_Kısa Problem_.
Aşağıdaki cihat anlayışı ve cihan hâkimiyeti metnine göre şu ifadelerin her biri metinle uyuşuyor mu? Her biri için evet ya da hayır deyin ve kararı belirleyen sözleri metinden olduğu gibi alıntılayın. 1. Eserdeki savaş anlayışı iki temel amaca hizmet eder. 2. Cihat anlayışı yalnızca hükümdarın özelliklerinin anlatıldığı beyitlerde yer alır. 3. Genç'in aktardığına göre hükümdar, askerî gücü yalnızca savaş zamanlarında hazır bulundurmakla vazifelidir.

_Gösterilen Metin_.
+---+
• Sonuç bulunamadı

Cihat Anlayışı ve Cihan Hâkimiyeti

BÖLÜM 9: SAVAŞ UNSURLARI

9.1. Cihat Anlayışı ve Cihan Hâkimiyeti

Eserde savaş anlayışı iki temel amaca hizmet etmektedir: Cihan hâkimiyeti ve cihat anlayışı. Cihan hâkimiyeti konusu daha ağırlıklı olarak hükümdarın özelliklerinin anlatıldığı beyitlerde “dünyaya hâkim olan bey” portresi etrafında kendisini gösterirken cihat anlayışı eserin muhtelif beyitleri içerisine serpiştirilmiştir.

Cihat anlayışı:

Karahanlı Devlet Teşkilatı isimli çalışmasında Karahanlılar’ın fetihler yaparak toprak genişletmesi hususuna dair bilgiler veren Genç kitabında şu bilgileri aktarmıştır. “Netice itibariyle diyebiliriz ki, ilk önce Karahanlı hükümdarı da tarihî Türk telâkkisine uygun olarak ülkeler fethetmek ve buralarda kut’un gereği olan dünya nizamını yaymakla vazifelidir. Ayrıca, ülkesini idare etmek, dirlik-düzenliği sağlamak ve yeni ülkeler fethedebilmek için askerî gücü kuvvetli bir şekilde ve her zaman hazır bulundurmakla vazifelidir. Zira ancak böyle olduğu müddetçe düşman ülkelerini ele geçirebilecek ve oralardan hazineler alabilecektir. Bu bakımdan düşman ülkelerini vurmak, oradan servet almak, aldığı bu servetle hem hazinesini zenginleştirmek hem de eratına ve netice itibariyle halkına doyumluk sağlamak da başlıca vazifesidir. Nihayet, İslâm hükümdarı olarak cihat edip İslâm dinini yaymak da onun vazifeleri arasına girmiştir. Bir hükümdarın bu ve benzeri bütün arzularına ise ancak askerî güçle kavuşabileceği muhakkaktır ” (Genç, 1981: 113).
+---+
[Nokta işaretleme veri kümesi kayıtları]
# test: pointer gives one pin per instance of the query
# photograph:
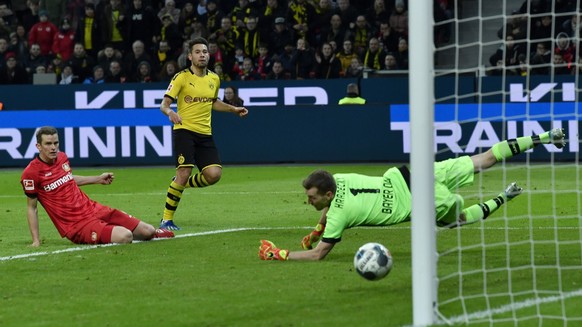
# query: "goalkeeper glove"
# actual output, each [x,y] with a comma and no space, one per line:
[314,236]
[268,251]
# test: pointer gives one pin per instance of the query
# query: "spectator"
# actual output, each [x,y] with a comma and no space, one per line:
[163,54]
[267,17]
[327,66]
[299,15]
[377,14]
[98,76]
[247,72]
[280,36]
[183,61]
[30,16]
[356,69]
[286,58]
[213,17]
[323,12]
[188,15]
[390,62]
[132,60]
[507,53]
[560,67]
[64,40]
[263,62]
[219,70]
[88,31]
[277,72]
[7,17]
[388,37]
[115,73]
[542,28]
[334,31]
[399,18]
[523,69]
[231,97]
[144,73]
[3,51]
[347,13]
[18,44]
[516,27]
[112,22]
[107,55]
[34,59]
[352,96]
[241,13]
[226,37]
[198,30]
[373,58]
[572,27]
[215,53]
[565,48]
[81,63]
[43,34]
[142,24]
[577,69]
[170,9]
[542,55]
[12,72]
[362,32]
[403,53]
[168,70]
[250,37]
[56,9]
[66,77]
[302,60]
[346,55]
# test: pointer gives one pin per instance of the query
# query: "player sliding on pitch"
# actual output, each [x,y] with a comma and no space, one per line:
[349,200]
[49,179]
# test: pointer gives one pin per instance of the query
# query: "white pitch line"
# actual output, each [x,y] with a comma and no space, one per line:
[90,247]
[510,307]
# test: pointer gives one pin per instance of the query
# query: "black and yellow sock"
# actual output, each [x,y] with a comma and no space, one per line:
[509,148]
[481,211]
[197,180]
[172,200]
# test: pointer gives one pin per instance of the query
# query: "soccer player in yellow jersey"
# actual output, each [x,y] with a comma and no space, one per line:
[196,91]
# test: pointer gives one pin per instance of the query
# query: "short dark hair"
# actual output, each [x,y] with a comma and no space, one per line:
[322,180]
[45,130]
[197,40]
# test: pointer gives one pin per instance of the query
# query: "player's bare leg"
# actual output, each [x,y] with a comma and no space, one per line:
[121,234]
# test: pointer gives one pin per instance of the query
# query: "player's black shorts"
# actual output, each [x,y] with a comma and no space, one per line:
[193,149]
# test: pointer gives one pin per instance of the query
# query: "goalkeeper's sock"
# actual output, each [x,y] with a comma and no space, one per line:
[172,200]
[482,210]
[197,180]
[509,148]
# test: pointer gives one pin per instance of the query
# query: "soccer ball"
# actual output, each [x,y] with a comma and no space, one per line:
[373,261]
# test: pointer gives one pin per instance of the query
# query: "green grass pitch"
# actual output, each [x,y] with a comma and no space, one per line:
[211,274]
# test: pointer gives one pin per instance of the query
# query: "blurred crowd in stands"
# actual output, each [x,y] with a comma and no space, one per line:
[141,41]
[541,37]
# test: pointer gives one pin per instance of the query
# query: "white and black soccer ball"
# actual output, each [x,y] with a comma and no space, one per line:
[373,261]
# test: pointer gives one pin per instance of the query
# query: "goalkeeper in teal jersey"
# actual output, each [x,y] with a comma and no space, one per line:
[349,200]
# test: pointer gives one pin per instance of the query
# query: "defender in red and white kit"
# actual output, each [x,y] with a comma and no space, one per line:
[49,179]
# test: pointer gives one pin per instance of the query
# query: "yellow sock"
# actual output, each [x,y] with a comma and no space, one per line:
[172,200]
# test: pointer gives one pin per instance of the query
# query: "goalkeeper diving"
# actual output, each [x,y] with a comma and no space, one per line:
[350,200]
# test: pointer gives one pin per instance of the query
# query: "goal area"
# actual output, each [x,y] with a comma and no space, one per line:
[515,68]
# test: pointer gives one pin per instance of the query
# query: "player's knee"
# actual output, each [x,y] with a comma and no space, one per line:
[121,235]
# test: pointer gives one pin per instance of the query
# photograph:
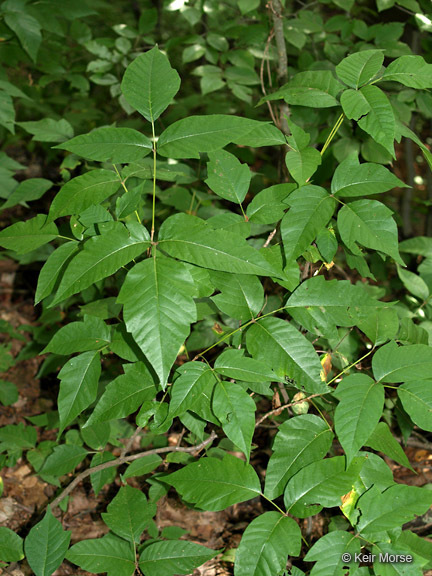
+---+
_Görev Sonucu_.
1. Evet: "Eserde savaş anlayışı iki temel amaca hizmet etmektedir: Cihan hâkimiyeti ve cihat anlayışı."
2. Hayır: "cihat anlayışı eserin muhtelif beyitleri içerisine serpiştirilmiştir."
3. Hayır: "askerî gücü kuvvetli bir şekilde ve her zaman hazır bulundurmakla vazifelidir."